Format the listing below as a Markdown table with columns Row and Line, giving each line its row number and omitting blank lines. Include only the part starting at the first line of the listing and ending at the line that contains "[454,198,671,333]", with both ends included.

- - - -

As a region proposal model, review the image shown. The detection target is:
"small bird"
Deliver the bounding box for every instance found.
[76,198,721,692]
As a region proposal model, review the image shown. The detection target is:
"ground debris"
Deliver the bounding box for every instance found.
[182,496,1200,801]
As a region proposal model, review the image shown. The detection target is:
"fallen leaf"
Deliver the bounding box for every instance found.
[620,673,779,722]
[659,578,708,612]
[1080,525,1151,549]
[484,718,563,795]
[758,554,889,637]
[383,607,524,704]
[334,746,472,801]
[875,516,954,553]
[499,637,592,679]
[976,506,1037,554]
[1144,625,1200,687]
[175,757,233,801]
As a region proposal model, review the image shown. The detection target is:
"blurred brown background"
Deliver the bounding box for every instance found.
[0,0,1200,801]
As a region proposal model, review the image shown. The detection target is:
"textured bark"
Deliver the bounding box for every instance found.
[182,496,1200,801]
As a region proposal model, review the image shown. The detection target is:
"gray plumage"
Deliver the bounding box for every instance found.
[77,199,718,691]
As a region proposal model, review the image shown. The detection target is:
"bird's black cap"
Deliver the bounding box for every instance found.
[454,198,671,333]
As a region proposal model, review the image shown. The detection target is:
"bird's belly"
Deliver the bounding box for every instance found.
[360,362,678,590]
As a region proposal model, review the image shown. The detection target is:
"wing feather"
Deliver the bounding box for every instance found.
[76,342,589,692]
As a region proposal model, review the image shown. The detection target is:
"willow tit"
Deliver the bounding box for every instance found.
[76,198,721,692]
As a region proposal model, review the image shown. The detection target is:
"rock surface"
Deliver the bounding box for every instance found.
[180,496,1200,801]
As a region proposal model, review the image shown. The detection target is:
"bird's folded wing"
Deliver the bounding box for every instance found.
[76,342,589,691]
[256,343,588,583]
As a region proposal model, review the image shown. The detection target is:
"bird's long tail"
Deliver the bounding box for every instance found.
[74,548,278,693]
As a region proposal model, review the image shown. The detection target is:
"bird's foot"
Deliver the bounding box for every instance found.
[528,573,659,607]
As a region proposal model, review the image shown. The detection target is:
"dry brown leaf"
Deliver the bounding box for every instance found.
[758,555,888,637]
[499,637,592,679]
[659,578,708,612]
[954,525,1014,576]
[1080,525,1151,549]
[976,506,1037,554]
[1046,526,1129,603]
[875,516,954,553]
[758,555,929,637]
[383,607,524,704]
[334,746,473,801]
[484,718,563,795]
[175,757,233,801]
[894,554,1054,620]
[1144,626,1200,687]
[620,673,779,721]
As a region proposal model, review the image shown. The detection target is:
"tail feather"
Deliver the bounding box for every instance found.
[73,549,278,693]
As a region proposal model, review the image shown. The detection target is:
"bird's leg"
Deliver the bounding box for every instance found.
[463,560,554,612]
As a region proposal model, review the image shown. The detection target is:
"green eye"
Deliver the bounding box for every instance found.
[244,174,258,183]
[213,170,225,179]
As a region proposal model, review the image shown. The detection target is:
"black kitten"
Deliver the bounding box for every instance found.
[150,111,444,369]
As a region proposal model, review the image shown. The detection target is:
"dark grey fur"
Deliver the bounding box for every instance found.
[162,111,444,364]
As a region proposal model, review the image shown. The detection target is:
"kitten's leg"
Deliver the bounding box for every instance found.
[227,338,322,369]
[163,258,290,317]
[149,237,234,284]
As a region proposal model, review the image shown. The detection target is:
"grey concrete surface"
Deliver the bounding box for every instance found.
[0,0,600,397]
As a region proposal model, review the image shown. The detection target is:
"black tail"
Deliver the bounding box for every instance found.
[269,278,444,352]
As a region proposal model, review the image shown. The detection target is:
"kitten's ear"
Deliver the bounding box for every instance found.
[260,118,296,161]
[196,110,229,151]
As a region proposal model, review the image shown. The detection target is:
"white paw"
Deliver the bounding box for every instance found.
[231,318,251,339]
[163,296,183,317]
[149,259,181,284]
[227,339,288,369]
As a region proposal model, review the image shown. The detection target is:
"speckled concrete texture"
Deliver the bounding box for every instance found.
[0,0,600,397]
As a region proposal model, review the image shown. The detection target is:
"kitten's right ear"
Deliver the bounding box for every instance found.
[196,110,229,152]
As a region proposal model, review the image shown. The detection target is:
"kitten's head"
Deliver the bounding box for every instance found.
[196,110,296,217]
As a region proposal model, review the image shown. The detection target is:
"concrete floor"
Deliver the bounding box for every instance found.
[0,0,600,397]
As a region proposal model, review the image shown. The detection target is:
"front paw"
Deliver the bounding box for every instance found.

- - - -

→ **SOLUTION FOR THIS PROBLEM**:
| Row | Line |
|---|---|
| 1 | As a region proposal model, review the image shown. The detection target is: |
| 2 | "small bird" |
| 3 | Deliver the bounding box for every instance found. |
| 4 | [76,198,721,692] |
| 5 | As a region proposal model, review the image shown. The detection target is: |
| 6 | "ground debris" |
| 7 | Deliver the bounding box for every instance found. |
| 8 | [182,496,1200,801] |
| 9 | As a region proposal model, review the image shown. The detection target is: |
| 10 | "fallen leaf" |
| 11 | Deliver the bounding box for every instance found. |
| 12 | [620,673,779,722] |
| 13 | [659,578,708,612] |
| 14 | [1080,525,1151,549] |
| 15 | [484,718,563,795] |
| 16 | [758,554,889,637] |
| 17 | [383,607,524,704] |
| 18 | [334,746,472,801] |
| 19 | [875,516,954,553] |
| 20 | [499,637,592,679] |
| 21 | [976,506,1037,554] |
| 22 | [1144,625,1200,687] |
| 23 | [175,757,233,801] |
| 24 | As a region proposal model, review the image shown. The detection target is: |
| 25 | "blurred brown background" |
| 26 | Deliver the bounding box for every instance found. |
| 27 | [0,0,1200,801] |
| 28 | As a region proposal model, review the image shown. The detection target is: |
| 29 | "textured bark" |
| 30 | Deliver the bounding box for every instance found. |
| 31 | [182,496,1200,801] |
| 32 | As a region proposal model, review the image shown. The detection target is: |
| 33 | "gray plumage" |
| 34 | Deliver the bounding box for every instance found. |
| 35 | [77,199,718,691] |
| 36 | As a region proposal model, review the image shown. The detection target is: |
| 37 | "bird's black cap" |
| 38 | Deliver the bounding box for every instance found. |
| 39 | [454,198,671,333] |